What is needed
Retype the passage about the tablet app that cut hospital readmissions exactly as it appears.

Provided passage
This tablet-based app used by nurses and health coaches in a follow-up care program reduced hospital readmission rates among at-risk Medicare patients by nearly 40 percent.
One in five Medicare patients are readmitted to the hospital within 30 days of discharge according to the Robert Wood Johnson Foundation. Preventable hospital readmissions cost the U.S. health care system at least $25 billion annually. One of the ways in which insurers and hospitals attempt to lower the cost of readmitting patients is through chronic care disease management, discharge follow-up and health coaching.
Nurse care managers and health coaches have traditionally used home visits, telephonic interaction and e-mail to reach out to patients after discharge. Increasingly, they have been using mHealth apps to better connect with patients during home visits and help them manage their conditions.
The Care at Hand tablet app is one of these apps which have been shown to significantly cut readmission rates. During a six-month program, health coaches at Elder Services of Merrimack Valley in Massachusetts used the app during each visit and telephonic contact with 561 medium-risk and high-risk Medicare patients who have just been discharged from the hospital.

Supplied material
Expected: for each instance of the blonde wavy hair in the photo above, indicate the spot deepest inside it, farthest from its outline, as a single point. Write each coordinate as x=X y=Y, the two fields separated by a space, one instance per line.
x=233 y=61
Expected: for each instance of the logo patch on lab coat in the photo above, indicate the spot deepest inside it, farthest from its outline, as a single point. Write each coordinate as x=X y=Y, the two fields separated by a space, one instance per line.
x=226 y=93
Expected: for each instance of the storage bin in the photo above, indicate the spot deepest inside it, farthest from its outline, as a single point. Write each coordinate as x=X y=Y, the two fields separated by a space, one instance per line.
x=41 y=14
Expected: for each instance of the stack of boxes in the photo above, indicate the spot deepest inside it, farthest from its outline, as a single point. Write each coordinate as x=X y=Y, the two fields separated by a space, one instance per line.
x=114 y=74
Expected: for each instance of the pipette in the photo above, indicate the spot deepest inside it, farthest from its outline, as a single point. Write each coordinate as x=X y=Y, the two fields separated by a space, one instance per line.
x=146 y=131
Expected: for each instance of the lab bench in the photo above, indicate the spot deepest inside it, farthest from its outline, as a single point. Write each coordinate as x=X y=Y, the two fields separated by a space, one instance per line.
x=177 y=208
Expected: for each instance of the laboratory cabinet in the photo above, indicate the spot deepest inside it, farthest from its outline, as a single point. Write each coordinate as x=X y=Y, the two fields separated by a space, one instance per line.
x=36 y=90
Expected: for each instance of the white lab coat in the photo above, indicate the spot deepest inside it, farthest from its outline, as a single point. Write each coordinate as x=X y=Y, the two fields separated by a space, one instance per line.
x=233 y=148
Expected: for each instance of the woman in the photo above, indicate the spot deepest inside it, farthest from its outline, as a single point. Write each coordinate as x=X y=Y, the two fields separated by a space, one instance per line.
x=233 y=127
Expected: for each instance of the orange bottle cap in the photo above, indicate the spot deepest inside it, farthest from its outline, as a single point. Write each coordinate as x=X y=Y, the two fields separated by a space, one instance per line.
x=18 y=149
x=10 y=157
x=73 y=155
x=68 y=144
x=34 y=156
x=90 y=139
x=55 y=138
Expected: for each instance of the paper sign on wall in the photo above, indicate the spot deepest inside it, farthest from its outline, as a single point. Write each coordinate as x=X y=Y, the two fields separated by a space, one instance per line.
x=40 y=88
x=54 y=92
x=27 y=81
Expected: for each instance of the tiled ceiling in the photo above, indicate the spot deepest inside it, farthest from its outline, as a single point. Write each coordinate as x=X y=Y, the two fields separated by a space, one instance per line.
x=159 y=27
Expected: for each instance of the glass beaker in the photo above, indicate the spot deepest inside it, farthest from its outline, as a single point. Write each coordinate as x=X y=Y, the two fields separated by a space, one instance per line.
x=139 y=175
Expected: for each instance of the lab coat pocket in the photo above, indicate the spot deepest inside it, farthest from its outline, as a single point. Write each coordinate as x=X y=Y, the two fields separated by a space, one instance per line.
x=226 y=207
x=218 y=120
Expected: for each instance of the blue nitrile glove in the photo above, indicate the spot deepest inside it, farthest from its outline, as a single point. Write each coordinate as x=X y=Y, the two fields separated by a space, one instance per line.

Task output
This tablet-based app used by nurses and health coaches in a follow-up care program reduced hospital readmission rates among at-risk Medicare patients by nearly 40 percent.
One in five Medicare patients are readmitted to the hospital within 30 days of discharge according to the Robert Wood Johnson Foundation. Preventable hospital readmissions cost the U.S. health care system at least $25 billion annually. One of the ways in which insurers and hospitals attempt to lower the cost of readmitting patients is through chronic care disease management, discharge follow-up and health coaching.
Nurse care managers and health coaches have traditionally used home visits, telephonic interaction and e-mail to reach out to patients after discharge. Increasingly, they have been using mHealth apps to better connect with patients during home visits and help them manage their conditions.
The Care at Hand tablet app is one of these apps which have been shown to significantly cut readmission rates. During a six-month program, health coaches at Elder Services of Merrimack Valley in Massachusetts used the app during each visit and telephonic contact with 561 medium-risk and high-risk Medicare patients who have just been discharged from the hospital.